#### [GIVEN INSTRUCTION]
Present all the items below as a Markdown table with the columns "No." and "Line", one numbered row per line, skipping blank lines. Leave the pictures out of the table.

----- LISTED RECORDS

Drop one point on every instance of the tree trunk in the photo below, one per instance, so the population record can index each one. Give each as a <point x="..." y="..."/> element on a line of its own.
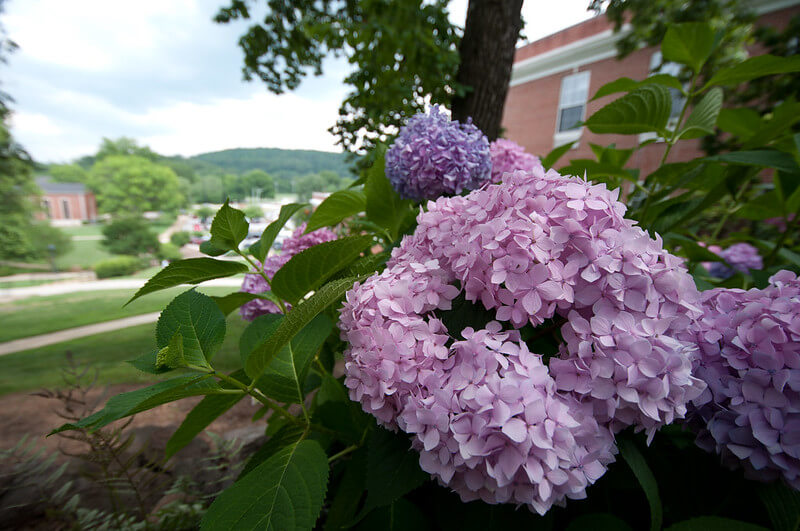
<point x="487" y="54"/>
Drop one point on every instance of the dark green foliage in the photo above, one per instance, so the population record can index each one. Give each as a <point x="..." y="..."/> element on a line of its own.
<point x="119" y="266"/>
<point x="130" y="236"/>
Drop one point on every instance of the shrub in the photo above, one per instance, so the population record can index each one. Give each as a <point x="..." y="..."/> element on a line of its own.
<point x="180" y="238"/>
<point x="118" y="267"/>
<point x="130" y="236"/>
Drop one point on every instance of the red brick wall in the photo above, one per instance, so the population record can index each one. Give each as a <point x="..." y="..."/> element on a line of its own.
<point x="531" y="109"/>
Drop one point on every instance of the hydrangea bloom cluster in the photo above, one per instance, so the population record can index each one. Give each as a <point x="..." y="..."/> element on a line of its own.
<point x="434" y="156"/>
<point x="255" y="283"/>
<point x="508" y="156"/>
<point x="489" y="417"/>
<point x="750" y="358"/>
<point x="741" y="256"/>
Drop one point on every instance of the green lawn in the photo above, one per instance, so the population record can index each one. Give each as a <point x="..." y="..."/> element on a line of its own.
<point x="106" y="353"/>
<point x="83" y="254"/>
<point x="41" y="315"/>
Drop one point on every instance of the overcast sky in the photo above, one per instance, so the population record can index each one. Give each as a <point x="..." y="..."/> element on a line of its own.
<point x="162" y="72"/>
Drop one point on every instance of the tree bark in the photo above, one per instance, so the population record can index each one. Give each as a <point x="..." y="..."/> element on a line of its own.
<point x="487" y="54"/>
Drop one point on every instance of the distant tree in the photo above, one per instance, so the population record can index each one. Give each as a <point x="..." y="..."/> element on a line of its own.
<point x="130" y="236"/>
<point x="126" y="184"/>
<point x="405" y="52"/>
<point x="67" y="173"/>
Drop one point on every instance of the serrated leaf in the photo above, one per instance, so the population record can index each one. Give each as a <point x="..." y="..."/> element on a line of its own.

----------

#### [SOLUTION TO THE PROBLEM]
| No. | Line |
|---|---|
| 1 | Drop one point on every instance of the tree trunk in the photo below, one per instance, so the population record can index each one. Give each as a <point x="..." y="..."/> element on a line of its own. |
| 2 | <point x="487" y="54"/> |
| 3 | Drop one point on every instance of the dark green foliage in the photo above, one per instance, so the population record can index each one. Give each as a <point x="..." y="..."/> element on a line of its own. |
| 4 | <point x="119" y="266"/> |
| 5 | <point x="130" y="236"/> |
| 6 | Drop one point on every instance of the shrub in the photo above, one per instance, so the population record can index each one. Give each as a <point x="..." y="..."/> element on a line of its own. |
| 7 | <point x="180" y="238"/> |
| 8 | <point x="118" y="267"/> |
| 9 | <point x="130" y="236"/> |
| 10 | Drop one point on every instance of the red brick wall in the photo above, one per instance, so the population record can index each one. Give each as a <point x="..." y="..."/> element on a line of its own. |
| 11 | <point x="531" y="109"/> |
| 12 | Drop one point on every instance of the hydrangea bloom cluster in the photo above, one per instance, so the population record can index each one. Give each as a <point x="..." y="..."/> element on a line of its own. |
| 13 | <point x="434" y="156"/> |
| 14 | <point x="255" y="283"/> |
| 15 | <point x="508" y="156"/> |
| 16 | <point x="489" y="417"/> |
| 17 | <point x="750" y="358"/> |
| 18 | <point x="741" y="256"/> |
| 19 | Drop one point on every instance of the green lawn in the photo above, one per instance, so the population record can index each one. Give each as a <point x="..." y="..."/> element on a line of its own. |
| 20 | <point x="106" y="353"/> |
| 21 | <point x="83" y="254"/> |
| 22 | <point x="41" y="315"/> |
| 23 | Drop one point on every instance of the overcast sky in the photo above, one per instance, so the population record can index each one. Give each as a <point x="..." y="..."/> element on a line of its own. |
| 24 | <point x="162" y="72"/> |
| 25 | Drop one point on every instance of the tree bark in the photo above, one per instance, so the population record can index each one. Give each as a <point x="..." y="..."/> element on a line of its own. |
| 26 | <point x="487" y="54"/> |
| 27 | Drop one point on every instance of the distant tree in the photo above, one per instance, so the population record can index each one. Give each as a <point x="..." y="..."/> element on a line of its own. |
| 28 | <point x="130" y="236"/> |
| 29 | <point x="126" y="184"/> |
| 30 | <point x="405" y="52"/> |
| 31 | <point x="67" y="173"/> |
| 32 | Drop one point on every instance of the serrated leaf in the photo above, one per instance, so the population record can index each one. Give each as a <point x="..." y="..."/> element on a line of its own. |